- [Text excerpt]:
───

Michio Kushi has written over fifty books, including The Book of Macrobiotics, The Cancer Prevention Diet, Diet for a Strong Heart, One Peaceful World, The Book of Do-In, Macrobiotic Palm Healing, Holistic Health Through Macrobiotics, and The Gospel of Peace: Jesus’s Teachings of Eternal Truth. He is the father of five children, including one of whom, passed away, and many grandchildren. Michio lives in the Boston area with his wife Midori Hiyashi Kushi
Descended from rural samurai, Aveline grew up in the deep mountains of central Japan. From ancient times, her village was renowned as the home of Princess Kushi Inada-Hime, the Wondrous Princess of the Rice Fields, who with her husband introduced rice, soybeans, and other foods to the island nation.
From her devout Christian parents, Aveline inherited qualities of faith, patience, and perseverance that would see her through the hardships of World War II. After surviving life-and-death illness, she left her position teaching schoolchildren and went to Tokyo to enroll in the macrobiotic school: Maison Ignoramus (The School of Ignorance) founded by educator George Ohsawa. There she became inspired by the dream of realizing a world of enduring peace by elevating humankind’s physical, mental, and spiritual health, beginning with eating a balanced daily diet. She also studied martial arts with Morihei Ueshiba, the founder of Aikido.
Recognizing her leadership ability, Mr. Ohsawa sent her to America in 1951 to help spread his teachings. She met Michio Kushi, and the two started traveling and teaching together, and they eventually married.

───

- [Data extract]:
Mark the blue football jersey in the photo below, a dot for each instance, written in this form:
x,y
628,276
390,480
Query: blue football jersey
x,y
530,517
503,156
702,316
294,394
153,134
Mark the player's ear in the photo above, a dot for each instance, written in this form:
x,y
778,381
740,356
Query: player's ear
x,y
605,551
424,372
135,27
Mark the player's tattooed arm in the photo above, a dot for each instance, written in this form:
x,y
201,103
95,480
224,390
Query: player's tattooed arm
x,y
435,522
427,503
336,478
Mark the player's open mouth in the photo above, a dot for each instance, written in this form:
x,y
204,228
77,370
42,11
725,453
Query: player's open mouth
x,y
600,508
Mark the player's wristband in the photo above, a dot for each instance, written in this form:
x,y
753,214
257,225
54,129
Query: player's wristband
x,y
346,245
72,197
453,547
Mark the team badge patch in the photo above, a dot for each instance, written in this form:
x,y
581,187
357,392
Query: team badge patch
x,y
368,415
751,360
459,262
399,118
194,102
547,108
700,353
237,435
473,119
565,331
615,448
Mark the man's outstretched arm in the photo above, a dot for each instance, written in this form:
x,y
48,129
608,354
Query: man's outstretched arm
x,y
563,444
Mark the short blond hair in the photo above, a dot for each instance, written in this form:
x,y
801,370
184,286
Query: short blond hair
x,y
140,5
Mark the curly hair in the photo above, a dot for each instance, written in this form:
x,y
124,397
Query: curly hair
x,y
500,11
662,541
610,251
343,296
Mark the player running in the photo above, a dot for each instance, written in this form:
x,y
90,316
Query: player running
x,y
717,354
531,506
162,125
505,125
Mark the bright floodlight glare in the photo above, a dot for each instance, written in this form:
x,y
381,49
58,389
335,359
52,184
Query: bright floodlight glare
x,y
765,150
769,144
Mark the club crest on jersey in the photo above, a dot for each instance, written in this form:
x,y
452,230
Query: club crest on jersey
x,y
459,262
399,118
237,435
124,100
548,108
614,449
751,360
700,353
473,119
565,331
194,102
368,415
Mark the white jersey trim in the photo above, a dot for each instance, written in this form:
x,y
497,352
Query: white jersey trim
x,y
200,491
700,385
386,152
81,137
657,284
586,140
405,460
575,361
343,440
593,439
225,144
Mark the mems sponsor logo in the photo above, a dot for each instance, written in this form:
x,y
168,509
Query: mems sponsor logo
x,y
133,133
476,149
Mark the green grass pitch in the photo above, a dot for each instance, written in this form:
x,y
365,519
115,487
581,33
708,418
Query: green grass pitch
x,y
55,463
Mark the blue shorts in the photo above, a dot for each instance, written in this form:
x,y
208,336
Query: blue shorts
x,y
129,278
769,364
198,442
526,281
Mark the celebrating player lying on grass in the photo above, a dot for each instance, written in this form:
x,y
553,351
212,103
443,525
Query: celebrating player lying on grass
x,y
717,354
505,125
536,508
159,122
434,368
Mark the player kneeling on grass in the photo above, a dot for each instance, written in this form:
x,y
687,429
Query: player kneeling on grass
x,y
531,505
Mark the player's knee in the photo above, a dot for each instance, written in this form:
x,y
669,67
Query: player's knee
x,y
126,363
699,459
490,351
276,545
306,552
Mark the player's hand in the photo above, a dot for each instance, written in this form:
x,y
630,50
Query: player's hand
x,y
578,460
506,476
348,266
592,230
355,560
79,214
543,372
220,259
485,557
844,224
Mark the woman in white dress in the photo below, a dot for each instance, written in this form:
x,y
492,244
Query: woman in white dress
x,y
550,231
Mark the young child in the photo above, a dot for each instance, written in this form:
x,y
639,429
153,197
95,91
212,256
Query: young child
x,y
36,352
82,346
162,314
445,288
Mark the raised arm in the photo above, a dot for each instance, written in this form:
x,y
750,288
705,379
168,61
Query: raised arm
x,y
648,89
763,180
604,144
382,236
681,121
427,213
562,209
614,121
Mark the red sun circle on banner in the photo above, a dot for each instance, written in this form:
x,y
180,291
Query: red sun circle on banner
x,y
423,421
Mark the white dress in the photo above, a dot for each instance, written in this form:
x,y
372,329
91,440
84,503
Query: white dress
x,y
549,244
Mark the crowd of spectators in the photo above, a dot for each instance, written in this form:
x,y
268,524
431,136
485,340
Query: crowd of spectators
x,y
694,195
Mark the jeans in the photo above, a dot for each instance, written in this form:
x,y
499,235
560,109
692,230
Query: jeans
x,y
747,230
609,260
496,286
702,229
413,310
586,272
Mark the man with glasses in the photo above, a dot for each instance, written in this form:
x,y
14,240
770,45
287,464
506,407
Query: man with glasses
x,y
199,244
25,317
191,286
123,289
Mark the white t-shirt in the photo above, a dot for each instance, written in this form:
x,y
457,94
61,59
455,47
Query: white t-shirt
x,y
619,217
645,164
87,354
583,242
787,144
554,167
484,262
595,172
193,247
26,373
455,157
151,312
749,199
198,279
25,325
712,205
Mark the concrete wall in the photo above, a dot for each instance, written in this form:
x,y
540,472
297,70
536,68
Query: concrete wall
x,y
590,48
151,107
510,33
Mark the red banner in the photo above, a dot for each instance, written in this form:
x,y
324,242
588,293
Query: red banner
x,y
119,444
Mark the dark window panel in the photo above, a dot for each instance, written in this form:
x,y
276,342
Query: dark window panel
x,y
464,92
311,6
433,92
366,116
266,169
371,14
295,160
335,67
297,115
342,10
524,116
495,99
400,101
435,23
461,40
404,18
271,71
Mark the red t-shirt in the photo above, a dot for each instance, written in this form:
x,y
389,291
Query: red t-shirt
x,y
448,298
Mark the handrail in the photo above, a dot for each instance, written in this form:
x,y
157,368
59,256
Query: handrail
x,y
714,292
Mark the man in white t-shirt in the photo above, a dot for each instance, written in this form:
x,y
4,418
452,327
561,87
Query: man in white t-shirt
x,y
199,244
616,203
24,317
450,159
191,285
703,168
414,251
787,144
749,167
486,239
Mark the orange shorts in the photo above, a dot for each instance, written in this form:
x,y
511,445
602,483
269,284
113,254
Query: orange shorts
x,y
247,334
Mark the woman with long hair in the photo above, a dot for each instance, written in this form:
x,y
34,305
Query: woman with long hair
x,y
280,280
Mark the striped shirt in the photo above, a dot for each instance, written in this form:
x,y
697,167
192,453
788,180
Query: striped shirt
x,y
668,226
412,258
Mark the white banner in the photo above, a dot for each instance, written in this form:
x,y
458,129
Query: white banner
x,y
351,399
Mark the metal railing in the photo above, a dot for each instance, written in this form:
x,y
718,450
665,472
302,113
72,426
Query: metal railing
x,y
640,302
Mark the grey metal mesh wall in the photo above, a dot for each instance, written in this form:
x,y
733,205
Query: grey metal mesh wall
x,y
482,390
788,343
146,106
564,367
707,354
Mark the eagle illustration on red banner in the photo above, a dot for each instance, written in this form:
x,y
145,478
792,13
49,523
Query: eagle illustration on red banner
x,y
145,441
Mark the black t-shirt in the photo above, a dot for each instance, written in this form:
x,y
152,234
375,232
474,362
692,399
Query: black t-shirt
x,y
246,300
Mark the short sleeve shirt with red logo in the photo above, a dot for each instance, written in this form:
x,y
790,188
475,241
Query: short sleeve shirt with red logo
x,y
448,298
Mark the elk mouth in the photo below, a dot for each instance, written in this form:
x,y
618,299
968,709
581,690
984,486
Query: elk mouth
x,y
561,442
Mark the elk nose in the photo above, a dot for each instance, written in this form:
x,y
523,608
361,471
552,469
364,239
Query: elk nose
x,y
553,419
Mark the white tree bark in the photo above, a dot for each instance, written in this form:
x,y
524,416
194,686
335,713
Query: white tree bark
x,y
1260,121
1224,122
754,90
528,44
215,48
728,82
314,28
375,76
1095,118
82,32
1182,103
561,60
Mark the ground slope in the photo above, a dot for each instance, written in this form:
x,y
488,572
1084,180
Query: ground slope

───

- [Questions to answer]:
1. Summarize the text about Michio and Aveline Kushi in two sentences.
2. Translate this sentence from the text about Michio and Aveline Kushi into Spanish: "She also studied martial arts with Morihei Ueshiba, the founder of Aikido."
The records play no part in what is asked here.

- [Results in order]:
1. Michio Kushi has written over fifty books, including The Book of Macrobiotics and The Cancer Prevention Diet. Aveline grew up in the mountains of central Japan and studied at George Ohsawa's macrobiotic school in Tokyo, and after Ohsawa sent her to America in 1951, she met Michio Kushi, taught and traveled with him, and eventually married him.

2. También estudió artes marciales con Morihei Ueshiba, el fundador del aikido.